What the task asks:
Look below for the line that has "Query: shelf of tv stand". Set down the lines from there through the line that has "Query: white baseboard", exactly as written.

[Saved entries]
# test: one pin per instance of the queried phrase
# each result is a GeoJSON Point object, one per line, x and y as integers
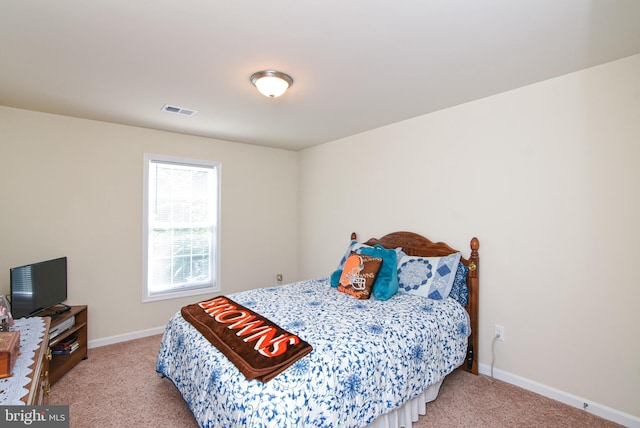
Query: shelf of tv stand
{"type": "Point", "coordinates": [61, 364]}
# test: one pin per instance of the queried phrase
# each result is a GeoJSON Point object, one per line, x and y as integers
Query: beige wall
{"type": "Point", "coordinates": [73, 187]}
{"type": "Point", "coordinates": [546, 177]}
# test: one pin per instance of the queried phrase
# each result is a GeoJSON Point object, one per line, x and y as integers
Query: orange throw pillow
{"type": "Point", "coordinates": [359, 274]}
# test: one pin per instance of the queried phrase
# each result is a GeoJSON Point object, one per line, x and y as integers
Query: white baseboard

--

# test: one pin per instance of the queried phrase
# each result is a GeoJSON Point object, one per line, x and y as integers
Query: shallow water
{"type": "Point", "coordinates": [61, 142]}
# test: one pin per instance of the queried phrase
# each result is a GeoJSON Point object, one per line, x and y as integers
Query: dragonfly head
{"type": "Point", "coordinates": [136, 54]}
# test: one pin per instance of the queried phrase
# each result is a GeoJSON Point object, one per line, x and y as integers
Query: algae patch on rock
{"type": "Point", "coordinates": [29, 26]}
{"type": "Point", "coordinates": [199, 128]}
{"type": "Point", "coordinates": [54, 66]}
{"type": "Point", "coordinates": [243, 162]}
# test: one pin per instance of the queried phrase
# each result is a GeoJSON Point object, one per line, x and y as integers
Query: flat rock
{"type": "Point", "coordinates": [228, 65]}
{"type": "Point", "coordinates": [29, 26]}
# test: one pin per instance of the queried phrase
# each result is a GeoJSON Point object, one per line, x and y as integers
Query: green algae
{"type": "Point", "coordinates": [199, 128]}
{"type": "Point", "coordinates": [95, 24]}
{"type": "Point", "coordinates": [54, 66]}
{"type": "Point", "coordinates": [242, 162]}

Output for this exercise:
Query: shelf of tv stand
{"type": "Point", "coordinates": [61, 364]}
# test: one pin per instance of the queried phrase
# each result is a GeoJSON Point object, one per line, x and y as integers
Query: beige wall
{"type": "Point", "coordinates": [73, 187]}
{"type": "Point", "coordinates": [546, 177]}
# test: one pin per instance of the queried phrase
# each result is a GeoJSON Point object, one per line, x and y as integers
Query: orange throw pillow
{"type": "Point", "coordinates": [359, 274]}
# test: one pin per instance of the queried phrase
# each result is a GeoJSON Point object, one per line, x and y as integers
Query: white baseboard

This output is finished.